> _Written task 1_:
Using the Lana Del Rey article below, decide whether each statement agrees with it: (a) Lake Placid has about 2700 inhabitants; (b) "Summertime Sadness" has been watched fewer than 100 million times; (c) Del Rey sold about 7 million copies in Germany. For each statement, answer yes or no and quote the words from the article that settle it.
> _Written task 2_:
Carry on the Lana Del Rey article below, writing the passage that follows its final sentence.

> _Document passage_:
Again this is just my translation of a translation so bear in mind that what I wrote might differ from the actual interview.

 

TRANSLATION

 

Girl No. 1

The West Coast is getting remeasured. On her trip through US pop music Lana Del Rey builds her own California – with a pretty sensational result.

 

You have to imagine Lake Placid like Garmisch-Partenkirchen but smaller. A traditional ski resort in the north of the state New York. About 2700 inhabitants, magnificent hiking possibilities. Two scenic lakes in the proximity. In 1932 and 1980 the Winter Olympic took place there. The gold medal winner in ice speed skating of 1976, Eric Heiden comes from there.

“Lake Placid is a bubble. It is incredible nice there but also awfully boring”, says a school colleague of Elizabeth Woolridge Grant. “At the Main Street there is the old Palace cinema. Down at the riverside the Lake Placid Pub & Brewery and the restaurant/bar The Cottage.” Genuine places which are like Mr. Mike’s Pizza miles away from any Rock’n’Roll aura. You can get cigarettes and alcohol at the Sunoco Gas Station just a few blocks/corners away. And about Art Devlin’s Olympic Motor Inn guests write on Google’s travelling portal: “It is clean and the prices are great!”

A shielded paradise in the mountains that must be depressing for young people who have the big dream of a future as an international star: Elvis, Marilyn Monroe, Bruce Springsteen, Kurt Cobain – this league. Lizzy Grant, how she used to call herself in her beginnings as a musician almost broke because of it. “Back then she occupied herself with lyric”, says the school friend. That led to that many schoolmates thought she was strange and weird. At some point she was sent to boarding school by her parents. Allegedly there was an alcohol problem. “But she’s a genius, not really from this planet”, says the acquaintance. And in fact: The ambitioned teenage poet Elizabeth Grant meanwhile became the greatest white US pop musician under 35 years: Lana Del Rey.

The facts are impressive. Her stately tempo debut hit “Video Games” counted 57 Million clicks on YouTube (at the editorial deadline of this issue). The follow-up “Summertime Sadness” has been watched more than 155 million times. And even the more than 10 minutes long opus “Ride”, a monumental bad biker road movie in which Del Rey tells about her escape from the province (“I was a singer – not a very popular one”) just hit the 50 million mark. The drop-dead gorgeous “Young and Beautiful” from the soundtrack of “The Great Gatsby” in which she wears a flowing mane, a long evening gown and a prisoner tear in her face, has 82 million views. In February 2012 the American “Billboard” magazine wrote about Del Rey’s first album “Born To Die”: “Highest charts debut of a female artist for years.” Until today the record (including the following “Paradise Edition”) sold about 7 million copies worldwide. In Germany alone where she already got a contract with Universal very early, she sold stable 700.000. And that number is still rising. And all that in a time where even established luminaries reap profit from extensive tours. Only Adele is still a huger big-wig among the younger musicians with 50 million sold records. But Adele’s story is a different one, a saga of retro moral uprightness.

> _Object position labeling entries_:
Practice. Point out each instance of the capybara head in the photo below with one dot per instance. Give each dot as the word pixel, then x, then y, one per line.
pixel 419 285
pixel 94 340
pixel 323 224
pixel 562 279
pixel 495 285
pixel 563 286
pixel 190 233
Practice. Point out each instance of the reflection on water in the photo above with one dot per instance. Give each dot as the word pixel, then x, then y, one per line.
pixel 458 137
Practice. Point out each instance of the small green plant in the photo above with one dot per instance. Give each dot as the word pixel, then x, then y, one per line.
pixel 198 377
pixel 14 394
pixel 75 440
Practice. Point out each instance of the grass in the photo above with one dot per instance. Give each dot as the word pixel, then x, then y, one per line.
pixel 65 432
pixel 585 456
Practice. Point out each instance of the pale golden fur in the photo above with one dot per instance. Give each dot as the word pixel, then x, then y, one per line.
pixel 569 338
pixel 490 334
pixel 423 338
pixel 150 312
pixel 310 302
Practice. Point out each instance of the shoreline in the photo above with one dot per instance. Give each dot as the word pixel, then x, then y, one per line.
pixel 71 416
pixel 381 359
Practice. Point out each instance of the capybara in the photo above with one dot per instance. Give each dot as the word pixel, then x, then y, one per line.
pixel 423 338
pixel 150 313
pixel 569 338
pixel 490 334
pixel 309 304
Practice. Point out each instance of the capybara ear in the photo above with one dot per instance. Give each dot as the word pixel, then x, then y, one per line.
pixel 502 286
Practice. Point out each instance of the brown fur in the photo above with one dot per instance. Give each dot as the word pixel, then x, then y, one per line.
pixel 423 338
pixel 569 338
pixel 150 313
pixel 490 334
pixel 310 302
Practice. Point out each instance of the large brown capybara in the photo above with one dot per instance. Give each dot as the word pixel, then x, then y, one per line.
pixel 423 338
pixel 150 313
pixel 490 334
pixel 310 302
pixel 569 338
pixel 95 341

> _Task result 1_:
(a) Yes: "About 2700 inhabitants"
(b) No: "has been watched more than 155 million times"
(c) No: "In Germany alone where she already got a contract with Universal very early, she sold stable 700.000."

> _Task result 2_:
Del Rey’s lyrics and videos – optionally in Technicolor or Instagram pixels – are big American literature. And at that more Mark Twain or John Steinbeck than Bret Easton Ellis. Her stories deal with the “disrupted society”, the shattered (white) US society. The saga of a hillbilly-Lolita that appears out of nowhere. A Norma Jean Baker of today. The pictorial language in which Del Rey played a decisive part from the start, is one of the best what the mainstream music clip landscape offers right now. Compared to that the meat dresses and the Marina-Abramovic-art-fling of Lady Gaga seem literally artificial and soulless.

With her new album “Ultraviolence” she just wants to continue her story, says LDR. And solely the notion of this makes her fans go crazy. Del Rey’s first concert in San Francisco in the middle of April in front of a few thousand young tweens with flower wreaths in their hair became a religious service. It wouldn’t have surprised anybody if the songstress in her white Sharon-Tate-memorial-dress suddenly walked twenty centimetres above the heads of her completely euphoric (female) fans.

In the fugitive show business you have to be careful with statements like that: But as I haven’t been in the US for years the west coast week around Elizabeth Woolridge Grant (who just moved to Los Angeles) restored my belief in the US pop culture. Especially the by historian Kevin Starr so beautifully entitled “Coast of Dreams” is shining brighter again. Thank Lizzy!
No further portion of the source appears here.